§ **Exercise goal**
Return each line of the records below that contains the word "sunglasses". Case counts.

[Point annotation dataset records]
▬▬▬▬▬▬

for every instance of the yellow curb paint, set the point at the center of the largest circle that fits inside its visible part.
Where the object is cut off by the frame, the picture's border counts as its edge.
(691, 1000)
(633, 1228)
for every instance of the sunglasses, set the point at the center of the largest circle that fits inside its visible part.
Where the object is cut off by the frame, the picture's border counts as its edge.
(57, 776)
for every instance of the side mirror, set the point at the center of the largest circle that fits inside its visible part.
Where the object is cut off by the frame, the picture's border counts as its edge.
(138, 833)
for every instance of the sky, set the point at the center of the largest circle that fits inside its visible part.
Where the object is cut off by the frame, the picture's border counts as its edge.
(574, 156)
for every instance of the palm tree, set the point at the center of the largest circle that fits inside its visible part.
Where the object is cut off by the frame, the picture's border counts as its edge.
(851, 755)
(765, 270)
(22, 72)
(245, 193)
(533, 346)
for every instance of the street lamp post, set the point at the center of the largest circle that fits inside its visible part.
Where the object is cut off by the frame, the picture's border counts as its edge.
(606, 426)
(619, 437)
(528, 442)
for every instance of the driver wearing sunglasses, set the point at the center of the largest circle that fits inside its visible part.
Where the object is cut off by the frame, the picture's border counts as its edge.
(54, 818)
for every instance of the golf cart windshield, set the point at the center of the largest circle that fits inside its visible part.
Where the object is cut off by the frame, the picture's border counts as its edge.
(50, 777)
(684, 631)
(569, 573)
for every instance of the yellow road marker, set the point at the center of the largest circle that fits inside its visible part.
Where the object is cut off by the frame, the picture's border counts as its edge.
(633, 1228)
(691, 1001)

▬▬▬▬▬▬

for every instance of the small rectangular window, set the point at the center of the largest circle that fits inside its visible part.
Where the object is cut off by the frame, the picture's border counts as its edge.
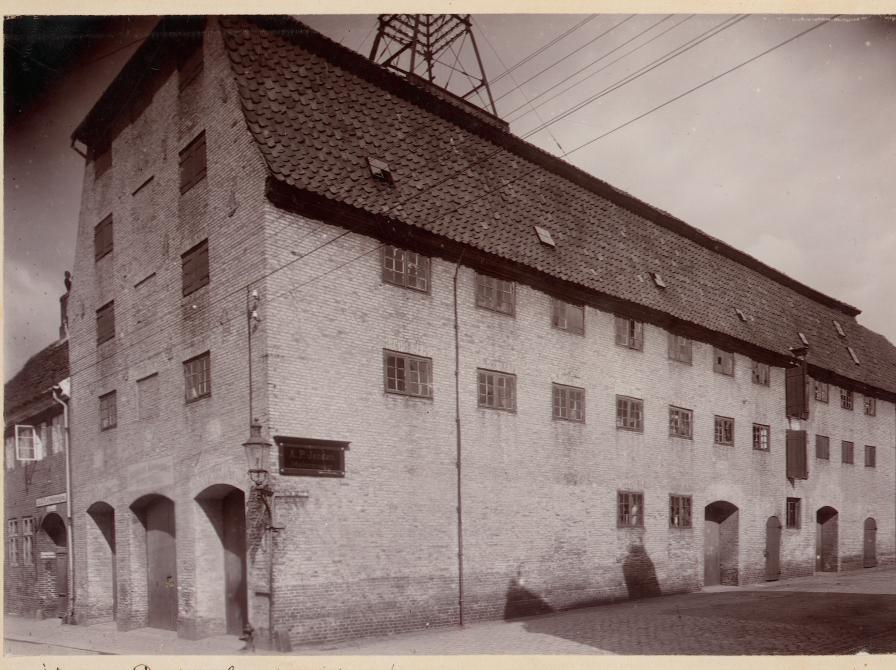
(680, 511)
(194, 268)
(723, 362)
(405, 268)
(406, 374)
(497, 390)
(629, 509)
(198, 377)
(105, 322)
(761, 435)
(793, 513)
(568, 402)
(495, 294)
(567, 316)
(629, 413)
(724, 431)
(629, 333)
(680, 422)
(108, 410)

▬▬▬▬▬▬

§ **The answer**
for every instance of the sunglasses, set the point at the center of the largest circle that fits inside its visible part.
for every instance of the driver wearing sunglasses, set the point at the center of the largest circle that fits inside its visible part.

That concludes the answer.